AIM OF THE EXERCISE. Quote the whole listing word for word, please.

RECORDS SHOWN.
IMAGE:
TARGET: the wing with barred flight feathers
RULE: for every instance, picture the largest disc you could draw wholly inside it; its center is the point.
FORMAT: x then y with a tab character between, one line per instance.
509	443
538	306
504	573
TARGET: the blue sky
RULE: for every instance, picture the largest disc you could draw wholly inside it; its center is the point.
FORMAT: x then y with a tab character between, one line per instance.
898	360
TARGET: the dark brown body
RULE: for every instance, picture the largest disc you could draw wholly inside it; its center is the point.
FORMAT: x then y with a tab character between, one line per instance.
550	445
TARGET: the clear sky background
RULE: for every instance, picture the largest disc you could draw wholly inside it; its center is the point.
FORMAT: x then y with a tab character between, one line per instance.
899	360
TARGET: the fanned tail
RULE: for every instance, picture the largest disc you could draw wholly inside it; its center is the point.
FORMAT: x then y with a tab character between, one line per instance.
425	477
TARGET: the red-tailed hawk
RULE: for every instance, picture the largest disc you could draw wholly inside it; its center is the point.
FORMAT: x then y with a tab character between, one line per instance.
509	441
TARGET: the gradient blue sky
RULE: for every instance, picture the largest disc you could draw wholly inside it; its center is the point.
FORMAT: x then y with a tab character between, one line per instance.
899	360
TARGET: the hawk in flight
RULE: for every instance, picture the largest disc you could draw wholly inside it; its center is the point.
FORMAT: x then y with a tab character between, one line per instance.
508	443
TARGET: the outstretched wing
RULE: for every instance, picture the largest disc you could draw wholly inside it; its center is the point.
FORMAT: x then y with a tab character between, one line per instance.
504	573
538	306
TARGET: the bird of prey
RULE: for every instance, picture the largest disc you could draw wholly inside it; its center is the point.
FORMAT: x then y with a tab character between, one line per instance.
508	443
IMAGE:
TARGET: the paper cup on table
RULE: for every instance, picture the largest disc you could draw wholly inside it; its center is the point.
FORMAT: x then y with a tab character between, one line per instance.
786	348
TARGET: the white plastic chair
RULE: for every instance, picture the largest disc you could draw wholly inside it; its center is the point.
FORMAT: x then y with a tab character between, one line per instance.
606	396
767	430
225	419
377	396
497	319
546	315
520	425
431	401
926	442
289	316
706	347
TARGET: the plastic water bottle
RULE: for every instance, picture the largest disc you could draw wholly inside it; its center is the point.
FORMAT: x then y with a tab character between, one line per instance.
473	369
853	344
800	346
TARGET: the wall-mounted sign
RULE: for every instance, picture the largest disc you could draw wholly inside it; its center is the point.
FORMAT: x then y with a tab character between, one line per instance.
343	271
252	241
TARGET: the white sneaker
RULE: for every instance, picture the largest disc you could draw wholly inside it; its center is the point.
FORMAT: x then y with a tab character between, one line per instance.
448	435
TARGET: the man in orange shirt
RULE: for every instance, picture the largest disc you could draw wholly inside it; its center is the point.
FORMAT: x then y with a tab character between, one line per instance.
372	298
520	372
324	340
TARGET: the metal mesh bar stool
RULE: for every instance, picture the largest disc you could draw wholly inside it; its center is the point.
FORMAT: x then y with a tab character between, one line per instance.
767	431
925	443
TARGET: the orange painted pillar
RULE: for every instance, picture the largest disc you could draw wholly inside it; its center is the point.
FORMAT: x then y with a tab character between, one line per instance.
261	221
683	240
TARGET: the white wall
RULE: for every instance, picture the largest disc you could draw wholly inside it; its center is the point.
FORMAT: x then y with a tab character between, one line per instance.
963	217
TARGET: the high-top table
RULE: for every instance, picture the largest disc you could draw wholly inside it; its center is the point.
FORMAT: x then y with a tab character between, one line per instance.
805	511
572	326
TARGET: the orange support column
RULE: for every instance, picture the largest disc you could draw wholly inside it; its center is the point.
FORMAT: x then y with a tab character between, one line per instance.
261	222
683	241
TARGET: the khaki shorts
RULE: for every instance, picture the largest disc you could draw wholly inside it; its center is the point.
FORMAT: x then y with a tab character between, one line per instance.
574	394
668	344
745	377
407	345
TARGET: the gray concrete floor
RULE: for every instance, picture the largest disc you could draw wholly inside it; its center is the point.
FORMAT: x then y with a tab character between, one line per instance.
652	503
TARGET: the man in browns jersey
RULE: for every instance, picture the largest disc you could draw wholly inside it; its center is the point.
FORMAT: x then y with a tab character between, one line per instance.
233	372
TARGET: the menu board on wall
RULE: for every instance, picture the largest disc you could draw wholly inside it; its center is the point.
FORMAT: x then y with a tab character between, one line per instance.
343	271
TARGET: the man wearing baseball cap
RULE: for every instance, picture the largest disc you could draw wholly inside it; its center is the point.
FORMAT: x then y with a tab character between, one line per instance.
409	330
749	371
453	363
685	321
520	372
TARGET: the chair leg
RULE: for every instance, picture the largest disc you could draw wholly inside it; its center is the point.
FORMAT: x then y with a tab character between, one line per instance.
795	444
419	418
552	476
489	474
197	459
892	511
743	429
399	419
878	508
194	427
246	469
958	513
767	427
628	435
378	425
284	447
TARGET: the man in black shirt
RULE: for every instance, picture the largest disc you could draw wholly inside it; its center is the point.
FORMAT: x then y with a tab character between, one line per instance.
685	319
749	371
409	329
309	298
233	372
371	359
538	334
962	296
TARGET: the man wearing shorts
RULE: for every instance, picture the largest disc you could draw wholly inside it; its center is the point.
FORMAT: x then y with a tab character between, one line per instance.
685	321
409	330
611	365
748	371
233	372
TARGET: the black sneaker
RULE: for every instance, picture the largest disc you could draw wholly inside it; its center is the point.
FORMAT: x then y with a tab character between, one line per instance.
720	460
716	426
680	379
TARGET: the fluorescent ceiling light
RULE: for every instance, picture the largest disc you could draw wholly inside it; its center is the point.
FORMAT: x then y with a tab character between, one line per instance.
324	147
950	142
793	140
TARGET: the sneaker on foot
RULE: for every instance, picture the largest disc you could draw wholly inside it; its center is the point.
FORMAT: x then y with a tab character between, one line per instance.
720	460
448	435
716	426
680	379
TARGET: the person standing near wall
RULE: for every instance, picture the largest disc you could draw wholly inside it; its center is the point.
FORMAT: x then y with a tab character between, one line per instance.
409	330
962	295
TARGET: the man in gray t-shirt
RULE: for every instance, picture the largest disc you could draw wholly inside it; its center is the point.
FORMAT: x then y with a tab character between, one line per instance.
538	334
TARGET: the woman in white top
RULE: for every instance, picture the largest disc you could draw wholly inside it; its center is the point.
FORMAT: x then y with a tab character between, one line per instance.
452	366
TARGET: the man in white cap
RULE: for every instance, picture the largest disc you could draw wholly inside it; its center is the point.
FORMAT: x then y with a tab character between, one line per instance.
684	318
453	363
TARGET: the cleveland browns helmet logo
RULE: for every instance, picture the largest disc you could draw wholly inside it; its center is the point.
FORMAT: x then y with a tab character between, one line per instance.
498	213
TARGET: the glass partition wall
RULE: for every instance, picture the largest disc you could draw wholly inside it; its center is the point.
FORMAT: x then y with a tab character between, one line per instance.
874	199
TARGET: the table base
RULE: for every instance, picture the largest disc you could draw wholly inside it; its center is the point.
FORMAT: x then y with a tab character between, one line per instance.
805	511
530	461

RESPONSE.
IMAGE:
TARGET: the wing with barred flight feathers
RULE: for every instance, picture the largest disc you could draw wholly inside it; its center is the point.
FORMAT: x then y with a tab character between, one line per instance.
509	443
538	306
504	573
TARGET: the blue sky
RULE: for every instance, picture the largest disc you could draw wholly inside it; its center is the point.
FORMAT: x then y with a tab character between, one line per instance.
898	360
TARGET: the dark brown body
RULE: for every instance, picture the largest disc you could draw wholly inside it; its center is the point.
FORMAT: x then y with a tab character between, one line per instance.
550	445
TARGET: the clear sky background
RULE: for every instance, picture the largest disc you could draw wholly inside it; its center is the point.
FORMAT: x then y with a tab character between, one line per instance.
899	360
TARGET: the fanned tail
RULE: for every instance, picture the largest disc you could draw wholly inside it; its center is the point.
FORMAT: x then y with a tab character between, one line per instance.
425	477
TARGET: the red-tailed hawk
RULE: for every instance, picture the largest disc you could draw wholly inside it; its center is the point.
FORMAT: x then y with a tab character between, one line per instance.
509	441
TARGET: the gradient blue sky
RULE: for every instance, picture the largest disc you could draw wholly inside it; its center is the point.
FORMAT: x then y with a tab character between, one line per instance.
899	360
TARGET: the hawk in flight
RULE: for every instance, picture the largest disc you could draw wholly inside it; its center is the point.
FORMAT: x then y with a tab character between, one line per instance.
508	443
TARGET: the outstretched wing
RULE: for every instance, picture the largest disc you could draw wholly inside it; its center is the point.
FORMAT: x then y with a tab character between, one line per instance.
504	573
538	306
TARGET: the bird of prey
RULE: for every instance, picture the largest disc you could draw wholly inside it; its center is the point.
FORMAT: x then y with a tab character between, one line per instance.
508	443
IMAGE:
TARGET: the paper cup on table
RULE: for every instance, picture the largest disc you could draw wholly inside it; its center is the point.
FORMAT: x then y with a tab character between, one line per instance.
786	348
TARGET: the white plastic chair
RULE: for every instance, picture the largest disc you could draw wholly inside it; its center is the point.
FORMAT: x then y with a tab character between, one line per instance.
606	396
767	430
225	419
377	396
497	319
546	315
520	425
431	401
926	442
289	316
706	347
TARGET: the plastic water bottle
RULE: for every instance, picture the largest disc you could draw wholly inside it; its center is the point.
FORMAT: x then y with a tab character between, one line per instance.
473	369
853	344
800	346
TARGET: the wall-mounted sign
RULE: for every instance, picture the largest disc you could draw wholly inside it; its center is the point.
FORMAT: x then y with a tab character between, one line per instance.
343	271
252	241
TARGET: the white sneaker
RULE: for every instance, picture the largest disc you could draw wholly inside it; its center is the point.
FORMAT: x then y with a tab character between, one line per instance.
448	435
TARGET: the man in orange shirt
RULE: for every instance, picture the largest disc you could draw wholly inside it; its center is the point.
FORMAT: x then y with a tab character between, one line per instance.
372	298
520	372
324	340
TARGET: the metal mesh bar stool
RULE: for every instance, picture the largest disc you could draw wholly inside it; its center is the point.
FORMAT: x then y with a tab character between, one line per instance.
767	431
925	443
TARGET: the orange painted pillar
RULE: for every instance, picture the largest disc you could draw wholly inside it; its center is the point.
FORMAT: x then y with a tab character between, one line per instance.
261	221
683	240
TARGET: the white wall
RULE: for every instance, picture the largest disc you could draw wholly inside it; its center is the point.
FORMAT: x then y with a tab character between, one line per instance.
963	217
TARGET: the high-top table
RULE: for every instance, picture the largest disc you could draw wholly inside it; its center is the point.
FORMAT: x then y with a tab character between, one line per instance.
805	511
572	326
TARGET: the orange support column
RULE: for every instance, picture the largest disc you could draw wholly inside it; its center is the point.
FORMAT: x then y with a tab character between, one line per instance.
261	222
683	241
TARGET: the khaki shorts
RULE: for every instance, picture the largest disc you could draw wholly inside it; its center is the point.
FORMAT: x then y with a tab character between, one line per instance.
574	394
668	344
745	377
407	345
TARGET: the gray concrete floor
RULE: for every instance, picture the largest disc you could draw wholly inside it; its center is the point.
FORMAT: x then y with a tab character between, one line per instance.
652	503
TARGET: the man in browns jersey
RULE: for every instance, picture the largest disc you could draw wholly inside it; its center is the point.
FORMAT: x then y with a tab character between, one line per instance.
233	372
TARGET: the menu board on wall
RULE: for every instance, picture the largest disc you could draw wholly inside it; its center is the point.
FORMAT: x then y with a tab character between, one line per instance.
343	271
TARGET: the man wearing baseball cap
RULE: for every instance, picture the largest disc you could draw wholly inside it; its center is the point.
FORMAT: x then y with a tab character between, one line per instance.
409	330
749	371
453	363
685	321
520	372
TARGET: the chair leg
RULE: for every instance, picture the largest disc you could draw wholly inside it; its center is the point.
FORMAT: x then y with a tab character between, one line per instance.
795	444
419	418
552	476
489	474
197	459
892	511
743	429
399	419
878	508
194	427
246	469
958	513
767	427
628	435
378	425
284	447
TARGET: the man in black shirt
RULE: for every instance, picture the largest disc you could draw wholly inside it; its center is the point.
FORMAT: x then y with a tab character between, one line per instance.
685	319
749	371
409	329
309	298
233	372
371	359
538	334
962	296
TARGET: the man wearing shorts
RULE: for every instance, picture the largest disc you could draw wholly inside it; its center is the point.
FORMAT: x then y with a tab character between, one line per instance.
685	321
409	330
611	365
748	371
233	372
TARGET: the black sneaker
RULE: for every instance, picture the largest disc you could draw wholly inside it; its center is the point.
FORMAT: x then y with a tab character between, one line per instance.
720	460
716	426
680	379
TARGET: the fluorescent ceiling light
RULE: for every instance, picture the largest disc you could draw wholly inside it; its center is the point.
FORMAT: x then y with a tab character between, one line per instance.
324	147
950	142
793	140
TARGET: the sneaker on foot
RULE: for every instance, picture the largest disc you could draw wholly inside it; its center is the point.
FORMAT: x then y with a tab character between, one line per instance.
720	460
448	435
716	426
680	379
TARGET: the person standing near wall
RULE: for every instance, picture the largest disc you could draw wholly inside it; its center is the point.
FORMAT: x then y with a tab character between, one line per instance.
409	330
962	295
TARGET: the man in gray t-shirt
RULE: for every instance, picture the largest disc you could draw wholly inside it; its center is the point.
FORMAT: x then y with a tab character between, one line per instance.
538	334
TARGET: the woman in white top
RULE: for every instance, picture the largest disc you could draw wholly inside it; its center is the point.
FORMAT: x then y with a tab character between, one line per instance.
452	366
TARGET: the man in white cap
RULE: for every instance, picture the largest disc you could draw wholly inside it; its center is the point.
FORMAT: x then y with a tab character between, one line per instance.
684	318
453	363
TARGET: the cleveland browns helmet logo
RULE: for every instance, picture the largest disc you could draw wholly inside it; its center is the point.
FORMAT: x then y with a tab character between, one line per instance.
498	213
TARGET: the glass partition wall
RULE: for every instance, picture the largest disc you could draw wholly inside it; its center is the point.
FORMAT: x then y with a tab character between, one line per instance.
874	199
TARGET: the table base
RULE: for every instance, picture the largest disc you could draw wholly inside it; its center is the point.
FORMAT: x then y with a tab character between, one line per instance.
805	511
530	461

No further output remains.